# [Set exercise]
Starting with the first line of the entries and going on through the line that contains "[580,165,654,210]", write out every one of those lines again. Multiply each bounding box coordinate in the answers by 2.15 and round it to a whole number, rounding halves up, and keep everything else the same. Leave the pictures out.

▼

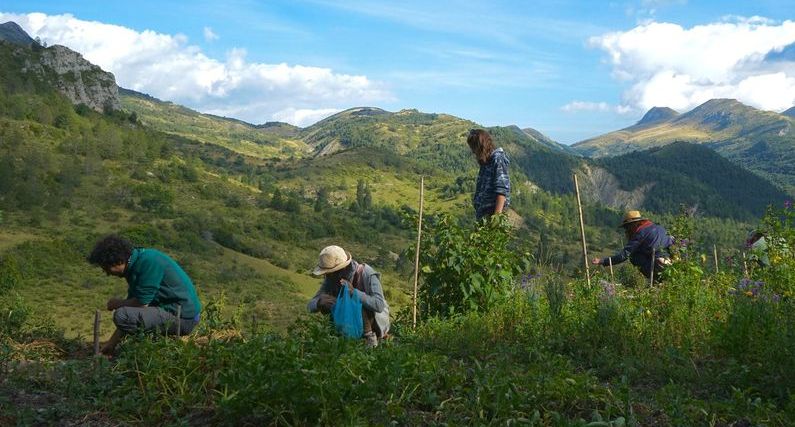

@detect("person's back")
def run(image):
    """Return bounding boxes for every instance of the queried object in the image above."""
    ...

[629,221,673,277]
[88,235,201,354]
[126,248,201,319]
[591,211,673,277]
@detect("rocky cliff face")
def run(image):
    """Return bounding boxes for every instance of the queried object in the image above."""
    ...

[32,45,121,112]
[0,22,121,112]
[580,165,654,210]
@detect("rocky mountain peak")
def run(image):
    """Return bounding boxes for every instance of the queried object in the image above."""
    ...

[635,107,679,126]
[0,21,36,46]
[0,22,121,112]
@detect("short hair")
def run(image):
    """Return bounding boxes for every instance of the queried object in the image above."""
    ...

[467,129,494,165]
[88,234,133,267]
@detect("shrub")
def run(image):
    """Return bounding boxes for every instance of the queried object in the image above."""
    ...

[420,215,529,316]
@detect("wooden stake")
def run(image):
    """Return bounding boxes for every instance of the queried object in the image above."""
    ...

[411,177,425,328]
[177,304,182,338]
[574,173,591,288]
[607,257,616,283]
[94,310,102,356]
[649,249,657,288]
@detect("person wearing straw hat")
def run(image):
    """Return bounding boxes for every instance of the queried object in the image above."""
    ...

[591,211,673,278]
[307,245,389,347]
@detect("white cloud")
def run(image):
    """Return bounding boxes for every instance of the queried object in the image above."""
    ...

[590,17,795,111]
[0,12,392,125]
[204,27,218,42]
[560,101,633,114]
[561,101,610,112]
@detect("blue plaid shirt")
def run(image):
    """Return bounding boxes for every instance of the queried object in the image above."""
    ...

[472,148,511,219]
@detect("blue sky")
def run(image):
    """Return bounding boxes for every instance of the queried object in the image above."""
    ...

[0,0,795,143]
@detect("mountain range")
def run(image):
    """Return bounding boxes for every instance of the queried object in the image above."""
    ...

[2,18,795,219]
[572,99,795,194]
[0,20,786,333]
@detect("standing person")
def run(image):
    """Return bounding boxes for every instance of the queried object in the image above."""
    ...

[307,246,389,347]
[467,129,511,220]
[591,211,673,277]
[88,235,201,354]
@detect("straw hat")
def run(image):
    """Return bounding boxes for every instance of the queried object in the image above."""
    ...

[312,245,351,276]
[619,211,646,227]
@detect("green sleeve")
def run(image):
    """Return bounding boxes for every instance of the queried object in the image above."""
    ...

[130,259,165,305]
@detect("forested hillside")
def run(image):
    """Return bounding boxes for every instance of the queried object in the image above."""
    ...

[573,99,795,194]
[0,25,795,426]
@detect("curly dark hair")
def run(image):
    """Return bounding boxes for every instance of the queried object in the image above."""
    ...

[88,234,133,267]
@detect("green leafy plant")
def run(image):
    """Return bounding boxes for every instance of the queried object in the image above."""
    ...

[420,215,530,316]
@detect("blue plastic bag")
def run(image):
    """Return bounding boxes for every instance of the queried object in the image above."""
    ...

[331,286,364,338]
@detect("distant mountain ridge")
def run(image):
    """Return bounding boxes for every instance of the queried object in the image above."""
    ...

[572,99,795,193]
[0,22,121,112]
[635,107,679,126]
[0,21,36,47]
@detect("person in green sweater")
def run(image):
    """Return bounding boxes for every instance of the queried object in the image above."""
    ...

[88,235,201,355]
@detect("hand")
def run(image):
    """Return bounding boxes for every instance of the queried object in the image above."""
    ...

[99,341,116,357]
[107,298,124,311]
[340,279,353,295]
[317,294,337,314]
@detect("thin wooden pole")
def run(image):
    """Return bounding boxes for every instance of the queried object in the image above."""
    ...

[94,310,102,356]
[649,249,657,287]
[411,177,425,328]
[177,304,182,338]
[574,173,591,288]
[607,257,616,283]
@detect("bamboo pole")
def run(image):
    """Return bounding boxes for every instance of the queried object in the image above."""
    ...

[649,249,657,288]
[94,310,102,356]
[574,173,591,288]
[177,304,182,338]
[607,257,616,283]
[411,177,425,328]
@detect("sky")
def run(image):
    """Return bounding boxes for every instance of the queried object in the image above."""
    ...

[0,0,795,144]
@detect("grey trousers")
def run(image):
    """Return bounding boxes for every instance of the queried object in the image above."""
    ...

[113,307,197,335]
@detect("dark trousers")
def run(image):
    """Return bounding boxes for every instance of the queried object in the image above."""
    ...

▲

# [Solution to this task]
@detect("person's back")
def run(image):
    """Return bounding boxes for every instance of the queried object in the image above."""
    ...

[1352,475,1447,596]
[189,505,432,761]
[271,533,432,686]
[1271,454,1447,596]
@detect("rocky cliff face")
def run(image):
    """Return bounding boxes for every instance of the queried object in the image above."""
    ...

[69,97,260,241]
[0,47,260,241]
[1247,355,1406,452]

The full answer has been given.